'''
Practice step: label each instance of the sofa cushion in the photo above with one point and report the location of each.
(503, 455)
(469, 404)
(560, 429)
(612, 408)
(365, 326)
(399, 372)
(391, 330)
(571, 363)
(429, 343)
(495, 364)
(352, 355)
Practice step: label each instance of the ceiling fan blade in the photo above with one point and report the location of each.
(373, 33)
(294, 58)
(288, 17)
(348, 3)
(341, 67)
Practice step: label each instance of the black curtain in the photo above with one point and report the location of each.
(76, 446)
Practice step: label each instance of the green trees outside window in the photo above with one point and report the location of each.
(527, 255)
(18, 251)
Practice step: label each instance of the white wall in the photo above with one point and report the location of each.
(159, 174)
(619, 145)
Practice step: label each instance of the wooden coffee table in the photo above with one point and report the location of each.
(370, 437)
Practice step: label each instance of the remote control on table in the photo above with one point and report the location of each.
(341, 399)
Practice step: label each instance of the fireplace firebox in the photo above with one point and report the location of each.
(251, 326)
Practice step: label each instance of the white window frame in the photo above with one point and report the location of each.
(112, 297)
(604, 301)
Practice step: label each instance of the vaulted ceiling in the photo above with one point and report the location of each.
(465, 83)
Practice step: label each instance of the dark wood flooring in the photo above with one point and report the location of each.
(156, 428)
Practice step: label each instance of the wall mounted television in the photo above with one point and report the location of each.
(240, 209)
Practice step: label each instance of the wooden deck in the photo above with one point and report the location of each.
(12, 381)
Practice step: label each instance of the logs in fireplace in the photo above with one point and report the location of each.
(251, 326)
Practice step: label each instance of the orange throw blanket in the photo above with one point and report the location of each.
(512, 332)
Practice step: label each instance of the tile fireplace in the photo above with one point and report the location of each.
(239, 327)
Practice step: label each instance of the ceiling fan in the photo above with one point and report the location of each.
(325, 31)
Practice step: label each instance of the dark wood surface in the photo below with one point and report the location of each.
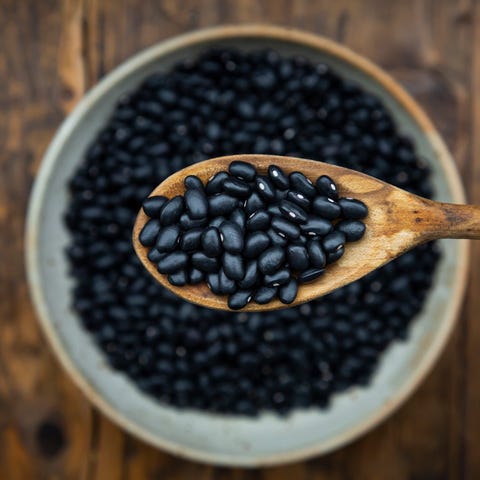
(50, 53)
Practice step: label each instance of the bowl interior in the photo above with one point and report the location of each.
(216, 438)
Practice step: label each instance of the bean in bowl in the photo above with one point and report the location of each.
(226, 102)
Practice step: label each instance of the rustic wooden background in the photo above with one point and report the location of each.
(50, 53)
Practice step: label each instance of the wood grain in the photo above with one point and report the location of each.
(51, 51)
(397, 221)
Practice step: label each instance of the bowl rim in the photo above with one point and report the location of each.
(158, 50)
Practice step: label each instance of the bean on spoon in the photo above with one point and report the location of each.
'''
# What is being asked
Word for word, repeat all of the entries above, leaving out the pictures.

# Your solution
Practice step: label each instance of the sofa cushion in the photo above with one point and report the location of each.
(503, 455)
(469, 404)
(560, 429)
(612, 408)
(365, 326)
(399, 372)
(391, 330)
(571, 363)
(429, 343)
(495, 364)
(352, 355)
Practice step: label each instance of the ceiling fan blade in the photo above with one point and report the location of each.
(373, 33)
(294, 58)
(288, 17)
(348, 3)
(341, 67)
Practice step: label each instance of the black curtain in the photo above with one point and report the location of each.
(76, 446)
Practice step: label each instance of the green trees outside window in the photo above with one point and report the location of each.
(527, 255)
(18, 251)
Practice step: label each instance of the white wall in the photo above with one point and report the location of each.
(159, 174)
(619, 145)
Practice step: label each instance of the wooden coffee table in the photo above with one point and report the location of each.
(370, 437)
Practice step: label each instance of the remote control on table in the photo above with one point and report the location of each.
(341, 399)
Practice step: label each instance of the fireplace firebox in the photo above with one point and report the location of each.
(251, 326)
Practice step: label each instance of the white window frame in the photo above with one point and report the location of each.
(112, 297)
(604, 301)
Practice step: label each instance of the vaulted ceiling in the photo above with one point and report the location of each.
(465, 83)
Practice step: label each instance of the dark wood flooring in the photo above with one point and report the location of each.
(156, 428)
Practice step: label each instance of the wall mounted television in the photo above with one point and report the location of each.
(240, 209)
Practice step: label each instance of the wooden deck in the photo above with one point and report the location of each.
(12, 381)
Practice step: label each instance of the logs in fireplace in the photo above with one point and report the location of each.
(251, 326)
Practice step: label each instance of the orange throw blanket in the photo above with one point and report the location of each.
(512, 332)
Practice step: label each instance of the tile fireplace in the photo above with one point and report the location of each.
(239, 327)
Practice step: label each instance of the ceiling fan in the photo above with one point and report the location of each.
(325, 31)
Practice step: label each instance of the dark wood surface in the photo below with one point and report the location of each.
(50, 53)
Practice step: label each instance of the bowl interior in the photo above with one point and report the location of each.
(216, 438)
Practice step: label each instance of the bean in bowl in the photo above with one point and report the location of each.
(226, 102)
Practice step: label each instance of the rustic wooden background in the photo above with one point and report the location of each.
(50, 53)
Practice step: label each instance of the wood grain in the photo above with one point and report the location of each.
(51, 51)
(397, 221)
Practice step: label each instance of the bowl rim in the photo above with one point and report the location of each.
(158, 50)
Practice step: label each instance of the bean on spoon in the photo above with one point and report the location of each.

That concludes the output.